**Texto dado**
-.-.-

Su educación internacional le permitía ver más claramente las penurias y las limitaciones del país, pero a Jaime Salinas eso no le inspiraba la arrogancia despectiva del cosmopolita, sino una vocación más decidida de hacer cosas. Su trayectoria de editor dibuja el hilo exacto de la renovación de la cultura literaria española: la primera editorial Seix Barral, con la irrupción de los escritores latinoamericanos; el Libro de Bolsillo de Alianza; Alfaguara. Y culminándolo todo, su trabajo como director general del Libro, organizando el sistema de bibliotecas públicas, favoreciendo la profesionalización de la industria editorial, las traducciones de nuestros libros a otros idiomas, la dignificación de los premios oficiales. En las cartas se ve día a día el desgaste de un esfuerzo inmenso, la sensación de luchar contracorriente, la breve alegría de las cosas logradas. En un país tan áspero, en el que todo es difícil salvo la chapucería o la desgana o el cinismo, Jaime Salinas se empeñó en editar lo mejor posible los mejores libros, en preservar un patrimonio cultural tan valioso como maltratado, en restituir una parte de la España ilustrada de sus primeros recuerdos.

Y además fue, aunque no lo supiera, o no quisiera saberlo, un escritor excelente. Tenía el don de los mejores memorialistas y autores de diarios, que es el de observarlo todo sin el estorbo del egocentrismo, el de ser sociables y curiosos y a la vez mantener una cierta distancia. Se fijaba en las arrugas profundas de la nuca afeitada de Jaime Gil de Biedma en sus últimos años, y cuando estuvo con Patricia Highsmith la retrató con un garabato fulminante: tenía “cara de caballo viejo”.

-.-.-

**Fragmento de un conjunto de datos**

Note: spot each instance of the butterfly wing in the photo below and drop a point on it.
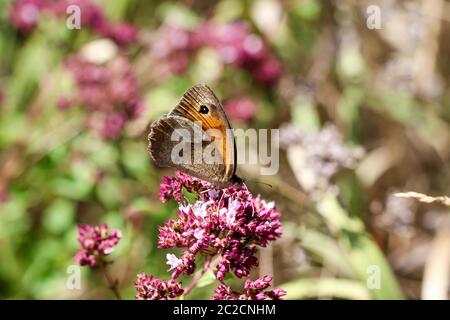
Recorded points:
(214, 121)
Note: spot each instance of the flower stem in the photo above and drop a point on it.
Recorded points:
(113, 283)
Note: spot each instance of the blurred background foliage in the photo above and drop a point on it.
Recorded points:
(363, 113)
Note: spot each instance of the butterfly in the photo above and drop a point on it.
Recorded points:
(199, 111)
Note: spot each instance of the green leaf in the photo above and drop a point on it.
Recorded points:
(59, 216)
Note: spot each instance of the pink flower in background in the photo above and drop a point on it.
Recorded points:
(226, 225)
(109, 92)
(24, 14)
(96, 242)
(243, 109)
(234, 43)
(150, 288)
(237, 45)
(253, 290)
(122, 33)
(230, 222)
(3, 194)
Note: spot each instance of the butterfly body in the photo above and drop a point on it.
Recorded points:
(199, 113)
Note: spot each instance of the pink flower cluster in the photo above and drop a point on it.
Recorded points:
(96, 242)
(243, 109)
(150, 288)
(253, 290)
(234, 42)
(108, 91)
(226, 223)
(25, 15)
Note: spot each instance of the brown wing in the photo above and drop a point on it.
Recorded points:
(162, 145)
(190, 107)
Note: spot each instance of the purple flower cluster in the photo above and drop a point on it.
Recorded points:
(235, 44)
(243, 109)
(253, 290)
(25, 15)
(108, 91)
(150, 288)
(225, 226)
(228, 222)
(96, 242)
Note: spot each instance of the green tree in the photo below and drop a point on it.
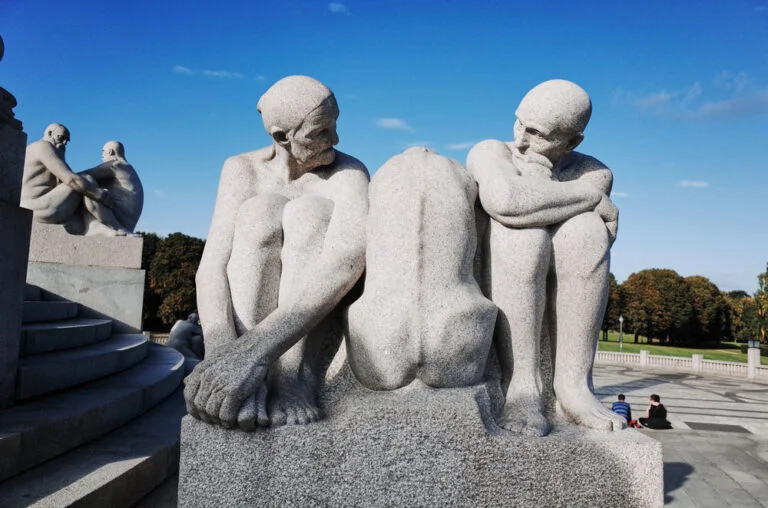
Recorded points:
(613, 309)
(172, 275)
(709, 321)
(657, 304)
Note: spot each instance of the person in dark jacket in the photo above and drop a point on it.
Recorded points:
(655, 415)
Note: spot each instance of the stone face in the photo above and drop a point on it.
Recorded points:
(15, 224)
(415, 446)
(52, 244)
(422, 314)
(101, 292)
(286, 244)
(546, 233)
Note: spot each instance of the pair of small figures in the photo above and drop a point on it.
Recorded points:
(489, 272)
(106, 200)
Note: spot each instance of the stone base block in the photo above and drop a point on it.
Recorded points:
(52, 244)
(14, 246)
(114, 293)
(416, 446)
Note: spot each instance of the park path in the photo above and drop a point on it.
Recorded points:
(717, 453)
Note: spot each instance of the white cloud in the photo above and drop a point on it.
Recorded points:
(693, 184)
(222, 74)
(180, 69)
(738, 97)
(338, 8)
(460, 146)
(394, 124)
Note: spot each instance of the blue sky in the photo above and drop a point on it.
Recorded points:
(679, 91)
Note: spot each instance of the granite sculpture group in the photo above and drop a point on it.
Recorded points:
(106, 200)
(497, 273)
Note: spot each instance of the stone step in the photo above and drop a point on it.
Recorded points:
(49, 372)
(37, 338)
(36, 312)
(116, 470)
(38, 430)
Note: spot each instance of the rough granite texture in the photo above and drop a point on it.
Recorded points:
(422, 314)
(415, 446)
(52, 244)
(115, 293)
(12, 146)
(15, 224)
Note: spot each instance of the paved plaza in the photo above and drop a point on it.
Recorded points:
(717, 453)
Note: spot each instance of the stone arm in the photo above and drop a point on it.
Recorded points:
(54, 163)
(214, 301)
(522, 202)
(339, 266)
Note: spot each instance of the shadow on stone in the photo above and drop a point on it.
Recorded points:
(675, 476)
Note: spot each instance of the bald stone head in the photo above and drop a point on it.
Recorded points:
(551, 119)
(57, 135)
(112, 150)
(289, 101)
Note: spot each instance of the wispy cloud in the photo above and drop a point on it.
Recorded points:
(338, 8)
(222, 74)
(180, 69)
(734, 95)
(692, 184)
(394, 124)
(464, 145)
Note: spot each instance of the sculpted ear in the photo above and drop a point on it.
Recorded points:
(575, 141)
(280, 136)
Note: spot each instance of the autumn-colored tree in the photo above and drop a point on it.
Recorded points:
(172, 275)
(709, 322)
(613, 309)
(657, 304)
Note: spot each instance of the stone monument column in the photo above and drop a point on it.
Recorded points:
(15, 224)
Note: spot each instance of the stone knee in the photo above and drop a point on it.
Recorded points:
(259, 220)
(581, 246)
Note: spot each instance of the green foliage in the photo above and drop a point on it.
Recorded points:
(657, 304)
(709, 321)
(171, 265)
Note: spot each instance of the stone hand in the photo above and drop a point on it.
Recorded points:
(218, 387)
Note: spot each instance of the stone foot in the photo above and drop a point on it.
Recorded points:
(581, 407)
(522, 415)
(292, 402)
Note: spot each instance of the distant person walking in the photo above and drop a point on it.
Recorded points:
(656, 415)
(622, 408)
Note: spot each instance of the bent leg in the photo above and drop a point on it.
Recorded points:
(581, 251)
(519, 262)
(294, 377)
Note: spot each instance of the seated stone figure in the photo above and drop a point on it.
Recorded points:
(547, 250)
(58, 195)
(286, 243)
(422, 314)
(122, 182)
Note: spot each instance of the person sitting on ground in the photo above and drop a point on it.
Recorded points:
(655, 415)
(622, 407)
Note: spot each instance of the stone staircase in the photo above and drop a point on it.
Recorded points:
(97, 417)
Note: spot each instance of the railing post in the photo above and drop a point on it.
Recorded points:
(697, 362)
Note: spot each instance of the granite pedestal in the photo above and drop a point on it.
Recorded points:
(416, 446)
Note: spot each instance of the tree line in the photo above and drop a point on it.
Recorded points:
(656, 303)
(685, 311)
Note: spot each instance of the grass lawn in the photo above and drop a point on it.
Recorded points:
(727, 352)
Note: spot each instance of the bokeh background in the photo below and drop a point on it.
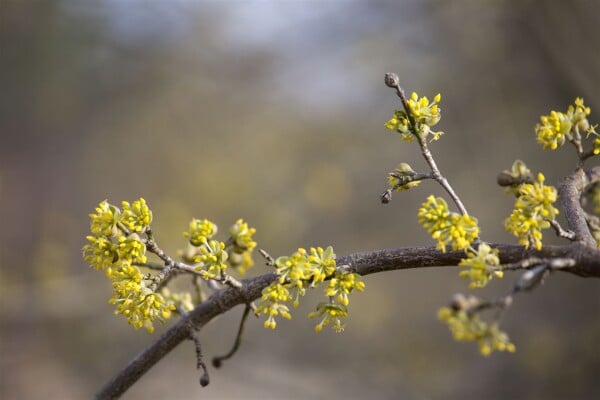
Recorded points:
(273, 111)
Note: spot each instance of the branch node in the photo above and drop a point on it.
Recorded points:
(204, 378)
(218, 361)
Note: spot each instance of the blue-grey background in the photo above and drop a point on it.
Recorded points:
(273, 111)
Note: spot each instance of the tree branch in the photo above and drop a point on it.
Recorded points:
(587, 264)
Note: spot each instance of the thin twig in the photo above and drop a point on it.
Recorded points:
(218, 361)
(560, 232)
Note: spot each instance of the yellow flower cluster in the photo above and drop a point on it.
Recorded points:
(342, 285)
(481, 266)
(330, 312)
(554, 129)
(243, 245)
(517, 175)
(200, 231)
(401, 178)
(181, 300)
(136, 216)
(470, 328)
(115, 249)
(100, 253)
(140, 305)
(271, 304)
(532, 212)
(447, 227)
(104, 221)
(425, 115)
(309, 268)
(236, 251)
(212, 257)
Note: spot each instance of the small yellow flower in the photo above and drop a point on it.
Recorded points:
(480, 266)
(532, 212)
(136, 216)
(242, 235)
(200, 231)
(330, 313)
(212, 255)
(131, 249)
(321, 263)
(100, 253)
(553, 130)
(425, 115)
(342, 285)
(470, 328)
(104, 221)
(401, 178)
(271, 304)
(446, 227)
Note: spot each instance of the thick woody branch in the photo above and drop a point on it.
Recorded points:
(587, 264)
(570, 191)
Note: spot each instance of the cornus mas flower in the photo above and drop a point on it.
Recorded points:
(332, 314)
(342, 285)
(272, 305)
(480, 266)
(105, 219)
(554, 129)
(136, 216)
(200, 231)
(447, 227)
(470, 328)
(100, 253)
(425, 115)
(532, 212)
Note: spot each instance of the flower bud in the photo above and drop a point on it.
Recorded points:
(392, 80)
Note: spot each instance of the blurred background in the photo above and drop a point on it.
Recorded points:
(273, 111)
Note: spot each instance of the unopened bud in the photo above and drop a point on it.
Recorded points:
(386, 196)
(392, 80)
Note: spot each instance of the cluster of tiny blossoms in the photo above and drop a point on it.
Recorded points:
(532, 212)
(402, 178)
(115, 248)
(554, 129)
(468, 327)
(425, 115)
(213, 256)
(460, 231)
(308, 269)
(481, 266)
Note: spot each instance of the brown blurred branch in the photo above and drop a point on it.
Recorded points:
(583, 251)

-.-.-

**Consigna**
Enumera todas las labores que el texto sobre Jaime Salinas atribuye a su trabajo como director general del Libro.

**Resultado**
- Organizar el sistema de bibliotecas públicas
- Favorecer la profesionalización de la industria editorial
- Favorecer las traducciones de nuestros libros a otros idiomas
- Favorecer la dignificación de los premios oficiales